- DATA FOR THIS EXERCISE
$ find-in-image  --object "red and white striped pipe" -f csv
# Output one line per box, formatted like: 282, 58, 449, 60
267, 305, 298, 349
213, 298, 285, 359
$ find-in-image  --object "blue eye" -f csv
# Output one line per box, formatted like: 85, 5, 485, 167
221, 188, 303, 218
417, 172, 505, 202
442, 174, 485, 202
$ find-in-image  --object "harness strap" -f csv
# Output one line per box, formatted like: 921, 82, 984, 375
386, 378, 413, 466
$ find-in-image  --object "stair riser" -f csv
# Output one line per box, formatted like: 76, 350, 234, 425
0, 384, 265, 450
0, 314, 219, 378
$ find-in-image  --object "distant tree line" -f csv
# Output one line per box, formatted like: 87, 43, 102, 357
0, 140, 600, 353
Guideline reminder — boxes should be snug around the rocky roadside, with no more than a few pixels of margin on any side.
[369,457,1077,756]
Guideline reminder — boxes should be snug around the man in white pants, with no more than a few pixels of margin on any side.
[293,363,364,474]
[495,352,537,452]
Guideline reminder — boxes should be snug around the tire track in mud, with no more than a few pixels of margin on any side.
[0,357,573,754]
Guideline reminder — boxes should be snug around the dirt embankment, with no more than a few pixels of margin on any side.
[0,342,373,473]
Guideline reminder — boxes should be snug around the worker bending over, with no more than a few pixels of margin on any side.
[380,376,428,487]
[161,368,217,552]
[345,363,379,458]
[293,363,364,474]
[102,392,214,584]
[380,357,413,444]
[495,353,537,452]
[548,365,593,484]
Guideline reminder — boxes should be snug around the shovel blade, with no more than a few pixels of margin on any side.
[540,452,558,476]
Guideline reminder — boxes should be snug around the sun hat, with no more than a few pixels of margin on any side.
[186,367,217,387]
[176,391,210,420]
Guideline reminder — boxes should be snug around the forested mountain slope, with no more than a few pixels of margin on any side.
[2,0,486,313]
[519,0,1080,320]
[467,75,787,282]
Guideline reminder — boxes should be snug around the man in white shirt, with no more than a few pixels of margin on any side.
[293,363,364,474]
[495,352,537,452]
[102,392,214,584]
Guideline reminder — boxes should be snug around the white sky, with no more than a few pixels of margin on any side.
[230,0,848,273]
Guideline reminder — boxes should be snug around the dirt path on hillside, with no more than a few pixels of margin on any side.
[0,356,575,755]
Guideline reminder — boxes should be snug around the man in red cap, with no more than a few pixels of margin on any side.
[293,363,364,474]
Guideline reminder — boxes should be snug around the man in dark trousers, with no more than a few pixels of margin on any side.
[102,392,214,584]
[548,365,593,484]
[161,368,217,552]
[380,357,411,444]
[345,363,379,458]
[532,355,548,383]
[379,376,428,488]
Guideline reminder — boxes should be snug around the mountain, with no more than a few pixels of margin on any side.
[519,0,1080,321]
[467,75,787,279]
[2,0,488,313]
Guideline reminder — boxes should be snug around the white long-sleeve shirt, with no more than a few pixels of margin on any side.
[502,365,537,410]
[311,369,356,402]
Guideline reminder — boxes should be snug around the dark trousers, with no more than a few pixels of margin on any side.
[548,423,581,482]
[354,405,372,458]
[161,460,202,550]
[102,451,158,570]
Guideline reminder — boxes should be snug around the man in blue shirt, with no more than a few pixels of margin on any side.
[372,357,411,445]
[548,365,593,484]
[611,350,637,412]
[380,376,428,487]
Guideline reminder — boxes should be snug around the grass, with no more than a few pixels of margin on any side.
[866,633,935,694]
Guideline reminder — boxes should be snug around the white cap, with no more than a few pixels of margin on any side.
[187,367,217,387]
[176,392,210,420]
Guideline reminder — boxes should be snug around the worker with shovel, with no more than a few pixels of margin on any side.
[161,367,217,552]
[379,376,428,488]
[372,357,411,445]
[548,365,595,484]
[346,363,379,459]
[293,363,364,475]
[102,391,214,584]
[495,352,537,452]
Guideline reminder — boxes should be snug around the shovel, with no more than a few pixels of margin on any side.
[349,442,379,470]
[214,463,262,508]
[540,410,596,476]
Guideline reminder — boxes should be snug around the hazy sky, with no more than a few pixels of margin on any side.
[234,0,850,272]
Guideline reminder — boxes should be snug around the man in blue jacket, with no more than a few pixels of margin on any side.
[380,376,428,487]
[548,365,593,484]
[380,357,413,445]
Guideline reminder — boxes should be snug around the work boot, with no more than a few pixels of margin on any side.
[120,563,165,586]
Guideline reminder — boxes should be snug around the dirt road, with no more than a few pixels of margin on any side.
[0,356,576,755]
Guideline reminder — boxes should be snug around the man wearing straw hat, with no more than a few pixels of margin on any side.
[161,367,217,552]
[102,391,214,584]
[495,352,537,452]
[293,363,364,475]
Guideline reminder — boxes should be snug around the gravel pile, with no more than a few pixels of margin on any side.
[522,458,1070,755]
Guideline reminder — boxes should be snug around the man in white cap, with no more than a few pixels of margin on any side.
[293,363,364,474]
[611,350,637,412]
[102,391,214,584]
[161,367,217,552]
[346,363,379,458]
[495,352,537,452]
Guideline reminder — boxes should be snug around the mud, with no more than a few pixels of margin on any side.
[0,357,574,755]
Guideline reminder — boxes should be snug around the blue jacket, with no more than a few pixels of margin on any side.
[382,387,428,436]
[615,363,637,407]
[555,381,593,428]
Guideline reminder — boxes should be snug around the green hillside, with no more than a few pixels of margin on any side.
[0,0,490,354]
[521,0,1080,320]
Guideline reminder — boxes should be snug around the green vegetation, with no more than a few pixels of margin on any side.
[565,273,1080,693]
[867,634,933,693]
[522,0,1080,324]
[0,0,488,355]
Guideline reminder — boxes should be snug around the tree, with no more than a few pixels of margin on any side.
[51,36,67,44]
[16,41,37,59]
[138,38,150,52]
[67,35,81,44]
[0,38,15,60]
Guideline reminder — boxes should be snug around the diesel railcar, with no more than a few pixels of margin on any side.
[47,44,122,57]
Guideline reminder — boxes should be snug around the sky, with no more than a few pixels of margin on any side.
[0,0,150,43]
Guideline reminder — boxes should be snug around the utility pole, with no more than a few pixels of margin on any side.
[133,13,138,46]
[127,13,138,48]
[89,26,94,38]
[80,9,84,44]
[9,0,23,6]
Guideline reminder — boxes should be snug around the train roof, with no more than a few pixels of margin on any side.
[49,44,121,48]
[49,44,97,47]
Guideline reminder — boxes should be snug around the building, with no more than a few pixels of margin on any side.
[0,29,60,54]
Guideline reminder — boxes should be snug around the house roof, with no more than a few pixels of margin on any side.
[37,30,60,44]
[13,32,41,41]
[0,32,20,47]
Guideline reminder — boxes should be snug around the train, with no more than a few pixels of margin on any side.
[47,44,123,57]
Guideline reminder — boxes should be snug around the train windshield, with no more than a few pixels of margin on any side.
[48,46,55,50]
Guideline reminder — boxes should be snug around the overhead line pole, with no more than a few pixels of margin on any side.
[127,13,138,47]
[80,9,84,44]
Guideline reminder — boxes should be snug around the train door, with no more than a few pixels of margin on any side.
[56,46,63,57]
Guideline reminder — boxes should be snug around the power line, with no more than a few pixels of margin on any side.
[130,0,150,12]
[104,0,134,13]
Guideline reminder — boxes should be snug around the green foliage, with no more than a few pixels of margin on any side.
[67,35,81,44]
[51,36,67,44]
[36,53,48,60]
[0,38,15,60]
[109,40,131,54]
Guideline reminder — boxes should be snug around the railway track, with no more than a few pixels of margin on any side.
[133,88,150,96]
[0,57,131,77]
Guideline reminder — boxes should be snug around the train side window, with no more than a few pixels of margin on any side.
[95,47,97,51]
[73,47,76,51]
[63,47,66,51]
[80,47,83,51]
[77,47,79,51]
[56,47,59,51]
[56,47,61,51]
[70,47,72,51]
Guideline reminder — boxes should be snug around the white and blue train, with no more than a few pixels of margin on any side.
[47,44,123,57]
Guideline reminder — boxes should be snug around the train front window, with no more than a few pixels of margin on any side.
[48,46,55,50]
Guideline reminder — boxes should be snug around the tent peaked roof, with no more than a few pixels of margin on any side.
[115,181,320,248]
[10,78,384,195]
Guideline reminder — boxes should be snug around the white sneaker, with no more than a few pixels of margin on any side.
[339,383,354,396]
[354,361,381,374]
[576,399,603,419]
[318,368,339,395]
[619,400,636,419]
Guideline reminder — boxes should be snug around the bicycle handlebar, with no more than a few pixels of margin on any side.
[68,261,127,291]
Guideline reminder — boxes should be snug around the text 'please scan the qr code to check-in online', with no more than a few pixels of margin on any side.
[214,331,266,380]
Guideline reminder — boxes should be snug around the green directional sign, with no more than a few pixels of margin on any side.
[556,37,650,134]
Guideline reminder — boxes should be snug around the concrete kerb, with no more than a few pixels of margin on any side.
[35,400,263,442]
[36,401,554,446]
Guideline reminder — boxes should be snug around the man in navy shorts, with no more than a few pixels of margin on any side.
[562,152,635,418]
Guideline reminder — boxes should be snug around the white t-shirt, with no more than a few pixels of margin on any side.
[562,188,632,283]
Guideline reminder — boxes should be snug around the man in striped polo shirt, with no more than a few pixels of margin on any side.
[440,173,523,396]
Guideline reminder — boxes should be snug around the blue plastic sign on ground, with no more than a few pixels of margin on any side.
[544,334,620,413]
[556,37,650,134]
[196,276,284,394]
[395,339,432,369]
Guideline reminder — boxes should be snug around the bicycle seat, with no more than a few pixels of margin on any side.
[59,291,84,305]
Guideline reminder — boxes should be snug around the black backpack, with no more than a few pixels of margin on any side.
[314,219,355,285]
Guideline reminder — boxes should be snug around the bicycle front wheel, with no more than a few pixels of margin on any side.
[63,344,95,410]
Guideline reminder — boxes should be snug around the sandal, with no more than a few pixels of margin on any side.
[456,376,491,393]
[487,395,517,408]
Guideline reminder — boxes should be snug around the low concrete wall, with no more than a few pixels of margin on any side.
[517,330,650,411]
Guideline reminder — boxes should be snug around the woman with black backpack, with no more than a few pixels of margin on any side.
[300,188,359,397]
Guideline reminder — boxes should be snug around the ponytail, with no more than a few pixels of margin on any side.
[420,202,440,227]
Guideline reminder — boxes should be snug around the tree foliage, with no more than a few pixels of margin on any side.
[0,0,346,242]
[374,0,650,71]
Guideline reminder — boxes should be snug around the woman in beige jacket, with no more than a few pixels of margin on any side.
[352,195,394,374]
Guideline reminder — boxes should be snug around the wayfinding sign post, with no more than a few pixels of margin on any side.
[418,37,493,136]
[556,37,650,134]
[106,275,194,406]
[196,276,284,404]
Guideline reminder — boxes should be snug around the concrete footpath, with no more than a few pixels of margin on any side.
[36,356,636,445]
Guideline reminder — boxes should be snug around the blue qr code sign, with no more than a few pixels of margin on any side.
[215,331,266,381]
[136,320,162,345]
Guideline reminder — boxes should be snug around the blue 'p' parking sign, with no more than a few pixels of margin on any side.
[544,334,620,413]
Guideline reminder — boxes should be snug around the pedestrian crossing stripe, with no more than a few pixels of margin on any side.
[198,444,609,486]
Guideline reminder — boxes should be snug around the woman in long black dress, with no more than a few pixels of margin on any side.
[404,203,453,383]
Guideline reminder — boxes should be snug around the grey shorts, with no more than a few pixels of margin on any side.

- SET TASK
Repeat everything from the line containing "Guideline reminder — boxes should be snug around the white and" down to the line containing "[10,78,384,195]", with "tent peaked roof" changed to "peaked tent roof" and nothing else altered.

- TASK ANSWER
Guideline reminder — boxes should be snug around the white and blue train, with no more than a few pixels of margin on any side.
[47,44,123,57]
Guideline reminder — boxes should be snug around the train front window, with no more than a few pixels of margin on any side.
[48,46,55,50]
Guideline reminder — boxes should be snug around the peaked tent roof, with no more than a few pixels of margin on any side.
[115,181,320,248]
[10,78,384,195]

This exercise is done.